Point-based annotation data
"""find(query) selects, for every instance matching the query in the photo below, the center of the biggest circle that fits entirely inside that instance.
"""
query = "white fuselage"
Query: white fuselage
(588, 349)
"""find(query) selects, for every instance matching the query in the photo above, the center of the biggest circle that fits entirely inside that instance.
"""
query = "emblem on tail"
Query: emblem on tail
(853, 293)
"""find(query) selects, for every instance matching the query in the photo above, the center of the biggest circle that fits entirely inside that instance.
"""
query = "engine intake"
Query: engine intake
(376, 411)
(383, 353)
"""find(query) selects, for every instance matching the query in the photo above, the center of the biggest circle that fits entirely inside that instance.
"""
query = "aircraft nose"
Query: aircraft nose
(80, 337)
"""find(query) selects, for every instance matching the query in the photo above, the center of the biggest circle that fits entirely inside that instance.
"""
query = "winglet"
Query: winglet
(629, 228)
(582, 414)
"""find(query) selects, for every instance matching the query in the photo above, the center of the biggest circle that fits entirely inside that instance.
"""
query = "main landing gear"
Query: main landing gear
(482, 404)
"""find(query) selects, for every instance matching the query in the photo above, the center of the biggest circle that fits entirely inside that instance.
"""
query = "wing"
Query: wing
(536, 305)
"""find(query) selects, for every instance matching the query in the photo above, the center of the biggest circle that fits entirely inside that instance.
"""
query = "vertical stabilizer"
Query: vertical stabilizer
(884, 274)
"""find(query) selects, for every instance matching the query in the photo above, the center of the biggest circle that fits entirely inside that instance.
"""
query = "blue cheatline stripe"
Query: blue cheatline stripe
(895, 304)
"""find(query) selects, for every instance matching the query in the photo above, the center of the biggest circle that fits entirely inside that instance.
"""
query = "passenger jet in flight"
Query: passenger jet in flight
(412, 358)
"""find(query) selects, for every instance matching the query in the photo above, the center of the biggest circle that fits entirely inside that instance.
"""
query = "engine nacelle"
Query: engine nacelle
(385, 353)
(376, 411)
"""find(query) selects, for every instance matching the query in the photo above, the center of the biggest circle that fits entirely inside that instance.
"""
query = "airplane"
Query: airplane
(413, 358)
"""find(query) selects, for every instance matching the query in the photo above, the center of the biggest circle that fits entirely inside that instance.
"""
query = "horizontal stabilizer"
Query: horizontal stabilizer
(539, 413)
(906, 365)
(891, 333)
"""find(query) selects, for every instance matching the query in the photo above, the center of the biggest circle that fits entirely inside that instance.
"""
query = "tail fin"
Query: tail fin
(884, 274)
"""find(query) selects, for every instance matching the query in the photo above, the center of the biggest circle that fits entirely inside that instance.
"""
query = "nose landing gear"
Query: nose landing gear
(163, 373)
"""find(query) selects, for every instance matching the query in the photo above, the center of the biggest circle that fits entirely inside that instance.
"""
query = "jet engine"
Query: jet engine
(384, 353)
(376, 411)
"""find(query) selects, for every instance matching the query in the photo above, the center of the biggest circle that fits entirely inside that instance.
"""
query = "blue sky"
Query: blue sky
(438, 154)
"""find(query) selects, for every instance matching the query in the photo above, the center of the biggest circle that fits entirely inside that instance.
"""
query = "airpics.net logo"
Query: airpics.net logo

What to work on:
Pick out and copy each line of the rows above that contains the string "vertical". Case counts.

Answer for the task:
query = "vertical stabilizer"
Query: vertical stabilizer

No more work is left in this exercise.